§ RECORDS FOR THIS TASK:

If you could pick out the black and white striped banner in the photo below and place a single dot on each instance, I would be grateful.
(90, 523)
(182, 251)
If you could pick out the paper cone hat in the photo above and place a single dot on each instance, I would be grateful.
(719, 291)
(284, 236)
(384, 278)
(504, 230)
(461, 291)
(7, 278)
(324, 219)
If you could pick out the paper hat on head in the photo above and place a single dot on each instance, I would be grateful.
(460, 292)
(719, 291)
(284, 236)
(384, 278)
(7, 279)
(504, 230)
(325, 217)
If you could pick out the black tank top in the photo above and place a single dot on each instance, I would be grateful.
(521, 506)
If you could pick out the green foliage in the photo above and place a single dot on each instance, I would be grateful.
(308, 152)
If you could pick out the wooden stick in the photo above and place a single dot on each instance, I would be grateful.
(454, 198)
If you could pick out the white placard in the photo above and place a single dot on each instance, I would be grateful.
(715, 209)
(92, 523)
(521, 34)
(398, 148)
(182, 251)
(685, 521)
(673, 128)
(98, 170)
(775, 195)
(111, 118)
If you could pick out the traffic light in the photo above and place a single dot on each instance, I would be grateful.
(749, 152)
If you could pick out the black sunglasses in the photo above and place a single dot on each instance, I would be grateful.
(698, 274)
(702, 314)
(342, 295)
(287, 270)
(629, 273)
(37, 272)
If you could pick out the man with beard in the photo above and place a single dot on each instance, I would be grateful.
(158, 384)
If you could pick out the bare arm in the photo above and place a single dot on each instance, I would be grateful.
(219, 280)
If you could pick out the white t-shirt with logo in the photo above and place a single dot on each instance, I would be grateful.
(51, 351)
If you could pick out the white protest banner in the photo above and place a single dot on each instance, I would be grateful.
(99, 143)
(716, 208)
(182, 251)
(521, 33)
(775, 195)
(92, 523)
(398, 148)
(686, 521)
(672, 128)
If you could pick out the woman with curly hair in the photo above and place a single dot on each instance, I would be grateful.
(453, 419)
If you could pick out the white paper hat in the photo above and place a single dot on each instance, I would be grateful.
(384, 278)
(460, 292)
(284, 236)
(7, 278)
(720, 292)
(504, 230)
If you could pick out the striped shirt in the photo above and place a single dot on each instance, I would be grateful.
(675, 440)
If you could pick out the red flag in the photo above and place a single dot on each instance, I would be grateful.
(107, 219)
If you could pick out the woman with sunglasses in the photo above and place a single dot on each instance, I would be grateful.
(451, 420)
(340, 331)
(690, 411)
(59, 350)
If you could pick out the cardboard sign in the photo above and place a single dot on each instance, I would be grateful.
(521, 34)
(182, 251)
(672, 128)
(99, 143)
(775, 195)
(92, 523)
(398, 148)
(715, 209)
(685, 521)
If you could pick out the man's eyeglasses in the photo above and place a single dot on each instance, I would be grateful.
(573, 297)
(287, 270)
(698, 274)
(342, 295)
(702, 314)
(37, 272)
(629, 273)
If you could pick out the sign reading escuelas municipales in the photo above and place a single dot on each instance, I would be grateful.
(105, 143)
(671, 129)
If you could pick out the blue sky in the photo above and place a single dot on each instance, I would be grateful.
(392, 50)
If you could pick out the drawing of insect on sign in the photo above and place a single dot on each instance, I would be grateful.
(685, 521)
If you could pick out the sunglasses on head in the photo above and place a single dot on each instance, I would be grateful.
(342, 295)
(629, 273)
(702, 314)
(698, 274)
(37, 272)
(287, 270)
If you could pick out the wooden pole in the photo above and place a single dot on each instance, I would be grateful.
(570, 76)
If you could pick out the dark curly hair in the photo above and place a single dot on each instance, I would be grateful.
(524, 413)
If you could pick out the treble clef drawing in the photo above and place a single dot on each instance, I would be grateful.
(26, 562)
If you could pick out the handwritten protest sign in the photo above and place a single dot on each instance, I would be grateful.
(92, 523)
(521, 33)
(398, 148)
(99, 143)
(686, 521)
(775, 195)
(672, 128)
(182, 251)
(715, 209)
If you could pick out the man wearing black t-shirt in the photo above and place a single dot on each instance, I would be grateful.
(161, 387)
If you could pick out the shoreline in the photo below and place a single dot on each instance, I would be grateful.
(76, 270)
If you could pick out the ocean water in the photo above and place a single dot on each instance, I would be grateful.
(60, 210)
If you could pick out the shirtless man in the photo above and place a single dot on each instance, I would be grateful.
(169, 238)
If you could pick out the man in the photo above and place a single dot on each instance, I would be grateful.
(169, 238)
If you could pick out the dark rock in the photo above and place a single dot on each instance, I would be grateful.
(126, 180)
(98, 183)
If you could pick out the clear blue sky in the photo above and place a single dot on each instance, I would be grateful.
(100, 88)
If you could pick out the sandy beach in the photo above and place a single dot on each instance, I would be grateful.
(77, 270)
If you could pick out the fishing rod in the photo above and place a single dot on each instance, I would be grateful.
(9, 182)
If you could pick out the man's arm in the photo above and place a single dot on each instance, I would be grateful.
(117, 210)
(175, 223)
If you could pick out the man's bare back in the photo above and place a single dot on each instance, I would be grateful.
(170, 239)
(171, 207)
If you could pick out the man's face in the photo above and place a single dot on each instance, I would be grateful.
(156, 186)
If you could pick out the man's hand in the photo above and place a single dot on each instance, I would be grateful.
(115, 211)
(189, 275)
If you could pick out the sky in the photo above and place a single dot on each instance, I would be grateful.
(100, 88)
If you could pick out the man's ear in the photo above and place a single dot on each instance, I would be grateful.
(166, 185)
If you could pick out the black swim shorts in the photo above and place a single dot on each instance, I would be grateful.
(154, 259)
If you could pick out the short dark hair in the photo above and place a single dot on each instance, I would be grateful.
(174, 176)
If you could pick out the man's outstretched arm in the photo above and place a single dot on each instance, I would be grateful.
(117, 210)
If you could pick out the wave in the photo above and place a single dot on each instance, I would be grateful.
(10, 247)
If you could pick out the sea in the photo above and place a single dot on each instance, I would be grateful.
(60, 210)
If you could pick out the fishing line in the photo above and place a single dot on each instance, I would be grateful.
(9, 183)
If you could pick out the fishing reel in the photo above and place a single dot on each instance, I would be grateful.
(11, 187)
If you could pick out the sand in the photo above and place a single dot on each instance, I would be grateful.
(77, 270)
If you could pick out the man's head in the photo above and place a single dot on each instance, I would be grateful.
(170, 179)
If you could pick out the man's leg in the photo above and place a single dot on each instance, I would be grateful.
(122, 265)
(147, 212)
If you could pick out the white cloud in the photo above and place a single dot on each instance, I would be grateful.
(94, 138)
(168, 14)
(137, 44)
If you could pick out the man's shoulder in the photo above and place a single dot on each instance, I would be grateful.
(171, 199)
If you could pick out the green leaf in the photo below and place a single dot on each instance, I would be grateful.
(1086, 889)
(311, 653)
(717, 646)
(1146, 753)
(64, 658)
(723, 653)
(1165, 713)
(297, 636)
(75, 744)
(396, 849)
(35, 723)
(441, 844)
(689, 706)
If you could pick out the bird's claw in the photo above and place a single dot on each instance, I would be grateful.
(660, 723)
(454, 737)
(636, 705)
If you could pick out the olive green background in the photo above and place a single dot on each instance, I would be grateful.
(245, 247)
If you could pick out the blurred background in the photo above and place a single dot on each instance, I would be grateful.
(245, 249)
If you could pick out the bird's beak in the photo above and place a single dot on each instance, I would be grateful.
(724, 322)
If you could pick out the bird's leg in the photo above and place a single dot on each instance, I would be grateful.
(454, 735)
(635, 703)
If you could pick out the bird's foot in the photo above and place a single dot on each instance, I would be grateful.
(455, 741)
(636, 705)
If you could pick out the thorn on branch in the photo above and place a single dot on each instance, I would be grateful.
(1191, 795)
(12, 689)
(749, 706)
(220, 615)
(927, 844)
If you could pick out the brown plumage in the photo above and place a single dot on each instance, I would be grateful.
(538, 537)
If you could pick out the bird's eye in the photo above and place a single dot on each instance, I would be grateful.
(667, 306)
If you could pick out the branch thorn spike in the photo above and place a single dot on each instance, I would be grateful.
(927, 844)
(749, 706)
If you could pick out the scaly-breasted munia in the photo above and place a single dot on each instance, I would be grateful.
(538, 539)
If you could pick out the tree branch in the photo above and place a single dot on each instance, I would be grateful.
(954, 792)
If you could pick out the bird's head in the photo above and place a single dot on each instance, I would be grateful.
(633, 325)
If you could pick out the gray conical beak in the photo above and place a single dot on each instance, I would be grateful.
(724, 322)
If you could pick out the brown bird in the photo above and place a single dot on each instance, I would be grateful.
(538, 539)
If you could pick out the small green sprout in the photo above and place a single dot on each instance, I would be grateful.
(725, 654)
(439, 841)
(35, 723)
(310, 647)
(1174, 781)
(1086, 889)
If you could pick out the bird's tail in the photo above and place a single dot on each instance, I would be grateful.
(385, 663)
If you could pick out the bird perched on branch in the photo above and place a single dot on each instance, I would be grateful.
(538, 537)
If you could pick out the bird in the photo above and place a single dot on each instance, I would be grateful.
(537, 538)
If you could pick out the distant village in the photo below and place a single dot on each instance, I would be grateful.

§ TASK TO COMPLETE:
Exactly and only the lines from the one containing "If you could pick out the brown plumage" through the end of the material are to be reproduced, both ends included.

§ FINISHED EXERCISE:
If you could pick out the brown plumage in the photo above and place a single dot on each instance, I would be grateful.
(538, 537)
If you could pick out the bird's eye in the photo above and place a single dot on each instance, I would be grateful.
(667, 306)
If you could pick out the branch thorn spike in the photo above and place a single dot on each instance, I would be grateful.
(927, 844)
(749, 706)
If you could pick out the scaly-breasted munia in the photo above and place a single dot on each instance, I would be grateful.
(538, 539)
If you could pick out the tree branch in the photo above and place a single dot on each instance, I would be grateful.
(954, 792)
If you could pick out the bird's head in the photo above and place a single dot on each instance, I would be grateful.
(633, 325)
If you could pick out the gray conical beak in the photo above and place a single dot on each instance, I would be grateful.
(724, 322)
If you could pick out the brown bird in the photo above and place a single dot on each instance, I would be grateful.
(538, 539)
If you could pick out the small green sprout in the photo above and place a single dot on each instance, I would be grateful.
(725, 654)
(439, 841)
(35, 723)
(310, 647)
(1174, 781)
(1086, 889)
If you could pick out the bird's tail in the photo above and place a single dot on each instance, I would be grateful.
(385, 663)
If you could pick out the bird perched on branch in the photo above and place a single dot on each instance, I would be grateful.
(538, 537)
If you could pick out the bird in the photo above and place a single dot on each instance, I would be grateful.
(537, 538)
If you could pick out the distant village in the photo below and place a single dot on each instance, I would be grateful.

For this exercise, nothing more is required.